Source:
★ ★ ★ ★ ★ ★ ★

Sunday, November 29, 2020

Art Photography

Good photography is deceptively difficult. When it succeeds, its brilliance seems natural. But getting to that point is a long artistic journey. 

Here is a famous photograph, taken by legendary Garry Winogrand (1928–1984). Winogrand took tens of thousands of pictures during his life. Literally. And if he hadn't put in that effort, he never could have created an image as captivating as this one.

What do you think when you look at this picture? Really, what's going through your head?

Saturday, November 28, 2020

The Joys Of Art Photography

My adventures in photography have taught me things. Valuable things. Joyful things.

One is that "taking a picture" is misunderstood. You don't simply snap a shot with your phone and move along. Rather, you plan excursions to visually-interesting places; you wander new, strange locations; you open yourself up to serendipity with meditative calm; you conceive and execute artistic decisions; and, best of all, you bring home mementos of your experience. It's a full adventure.

You can't predict what scenes will appear before you and those surprises are often delightful. That's just the beginning because you're not recording images, you're creating them. The difference is called "art." Using primitive equipment (like my Holga film-camera) makes the process an even greater challenge and from that crucible comes hand-crafted expression.

Bikers say it's not the destination, it's the journey. And that's what art photography offers us.

Thursday, November 26, 2020

Hot Peppers

Have you ever done something you suspected was a mistake but did it anyway? I just did -- and regretted it with tears.

I was watching a Netflix show tonight about a chili-pepper eating competition. Crazy people with tattoos ate ridiculously hot peppers trying to beat each other. Halfway through the show I remembered I have fresh habanero peppers in the fridge.

There are also jalapeno peppers there but, hey, jalapenos are no problem. At 25,000 units on the Scoville scale, jalapenos are easy to eat. Cooked, I gobble 'em down with no discomfort; raw, I'll consume one with tolerable pain. Discomfort eating hot peppers comes from capsaicin, a chemical irritant. Capsaicin is the ingredient in pepper spray used for riot-control.

Habanero peppers are serious. They're ten times hotter than jalapenos and rate 250,000 units on the Scoville scale. I know from experience that one habanero will heat up a large pot of food to my maximum tolerance; two make it inedible. I've never eaten a raw habanero pepper, believing that to be foolish. Now I know it is.

Watching lunatics on TV eat hot peppers got the better of me. I was curious how bad eating a fresh habanero would be. So I pulled one out, washed it off and popped it in my mouth.

Holy crap!!! Intense pain lights up your mouth and is unbearable. Nothing can soothe it -- and I tried everything. I learned a lesson tonight -- I'll eat habaneros cooked but never raw.

There are hotter peppers than the habanero but, honestly, I don't want to hear about them. Just pass the milk...

Wednesday, November 25, 2020

Carrying The Past Forward

I hope you're having a happy Thanksgiving holiday.

I took a photograph of Robin with a camera as old as we are -- a 1963 Brownie Starmite II. There's a secret code stamped inside the camera which states it was manufactured July 1963. John F. Kennedy was President back then. The camera cost $12 new and was very popular.

These photos were taken with this vintage camera, using 127-roll film. The camera's design is extremely simple, stripped down to essential basics for capturing images. There's no focusing, no light-metering and no control of anything. Compared to equipment made later, it's amazing this camera even works. Its primitive design poses major difficulties in creating artistic photographs. I embrace that challenge.

★ ★ ★ ★ ★ ★ ★

Records for processing:
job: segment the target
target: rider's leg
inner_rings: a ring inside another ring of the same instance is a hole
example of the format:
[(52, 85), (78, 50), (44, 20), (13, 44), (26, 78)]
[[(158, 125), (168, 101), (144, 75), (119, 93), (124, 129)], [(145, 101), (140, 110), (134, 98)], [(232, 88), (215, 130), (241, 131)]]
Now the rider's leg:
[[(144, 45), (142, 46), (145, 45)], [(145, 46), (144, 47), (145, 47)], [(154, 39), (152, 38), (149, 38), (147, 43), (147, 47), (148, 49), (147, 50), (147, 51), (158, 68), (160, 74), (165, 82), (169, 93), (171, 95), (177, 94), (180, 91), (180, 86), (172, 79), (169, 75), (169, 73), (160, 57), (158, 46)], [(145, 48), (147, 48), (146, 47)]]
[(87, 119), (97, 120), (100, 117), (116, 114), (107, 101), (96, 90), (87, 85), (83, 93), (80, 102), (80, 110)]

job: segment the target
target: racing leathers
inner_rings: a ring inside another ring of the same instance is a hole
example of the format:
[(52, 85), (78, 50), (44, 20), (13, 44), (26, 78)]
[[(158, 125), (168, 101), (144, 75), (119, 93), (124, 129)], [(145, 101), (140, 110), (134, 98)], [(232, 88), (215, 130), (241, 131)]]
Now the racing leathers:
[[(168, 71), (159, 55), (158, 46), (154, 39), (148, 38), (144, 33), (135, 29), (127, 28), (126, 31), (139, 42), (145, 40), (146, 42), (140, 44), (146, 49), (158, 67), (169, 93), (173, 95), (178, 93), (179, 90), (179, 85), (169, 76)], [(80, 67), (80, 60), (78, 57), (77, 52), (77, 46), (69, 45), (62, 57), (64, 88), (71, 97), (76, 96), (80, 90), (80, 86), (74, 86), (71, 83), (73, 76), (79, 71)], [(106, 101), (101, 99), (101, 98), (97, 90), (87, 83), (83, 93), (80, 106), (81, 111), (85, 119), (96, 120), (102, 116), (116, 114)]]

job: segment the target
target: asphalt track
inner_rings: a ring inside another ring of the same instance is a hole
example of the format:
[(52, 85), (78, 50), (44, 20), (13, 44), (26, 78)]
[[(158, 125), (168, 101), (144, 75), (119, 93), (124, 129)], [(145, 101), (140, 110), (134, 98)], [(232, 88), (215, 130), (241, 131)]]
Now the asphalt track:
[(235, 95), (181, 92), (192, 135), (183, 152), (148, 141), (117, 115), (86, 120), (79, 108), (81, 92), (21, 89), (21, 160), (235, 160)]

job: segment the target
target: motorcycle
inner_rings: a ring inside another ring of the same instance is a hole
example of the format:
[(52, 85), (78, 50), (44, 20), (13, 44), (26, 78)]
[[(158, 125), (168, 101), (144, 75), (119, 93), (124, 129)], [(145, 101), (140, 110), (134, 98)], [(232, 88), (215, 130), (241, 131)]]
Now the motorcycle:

★ ★ ★ ★ ★ ★ ★

Set of tasks:
1. Reproduce the listing from its first line down to the line containing "Now the rider's", including both of those lines.
2. Pick up the dated blog entries on photography and hot peppers where they end and keep writing.

Answers to the problems:
1.
job: segment the target
target: rider's leg
inner_rings: a ring inside another ring of the same instance is a hole
example of the format:
[(52, 85), (78, 50), (44, 20), (13, 44), (26, 78)]
[[(158, 125), (168, 101), (144, 75), (119, 93), (124, 129)], [(145, 101), (140, 110), (134, 98)], [(232, 88), (215, 130), (241, 131)]]
Now the rider's leg:

2.
Here are my efforts.

Tuesday, November 24, 2020

A Day Off


I hope you are all well as we head into the turkey holiday. Whatcha doin' Thursday? We're staying home to be safe. I'll cook; no surprise there.

This past weekend I had to work both Saturday and Sunday. Honestly, I'm burnt to a crisp from that. The job ended yesterday with a court video-conference so now I can relax. I took today off, grabbed my Holga film-camera and hit the road on the S1000R.

First stop -- lunch at Smok-Haus, a terrific BBQ place. Their grilled Shishito peppers are to die for. Bursting with flavor and seasoned with lemon juice and salt. I never imagined a dish like this would become my favorite but it is. Truly.

I'm the only soul eating outdoors in the restaurant's tent, probably because of the 40-degree cold. The waitress, wearing a heavy Winter coat, says they're tearing the tent down tomorrow because nobody is choosing to eat outdoors any more. Guess they need more tough bikers to patronize the place.

Sunday, November 8, 2020

Baby Apples!

I like exotic foods, like purple potatoes and heirloom tomatoes. The fact that they look weird is half the fun. ("Heirloom" means the plant was grown by humans in the past but is not currently cultivated by modern industrial agriculture. Heirloom foods are healthier, tastier and more diverse than conventional produce which is bred for long-distance trucking and storage, features that benefit sellers but not us consumers.)

Shopping at an East End farm yesterday, I found tiny apples. Full-grown they are tiny. In case you can't tell from the first photo, the second shows their scale -- they are no bigger than a silver dollar coin.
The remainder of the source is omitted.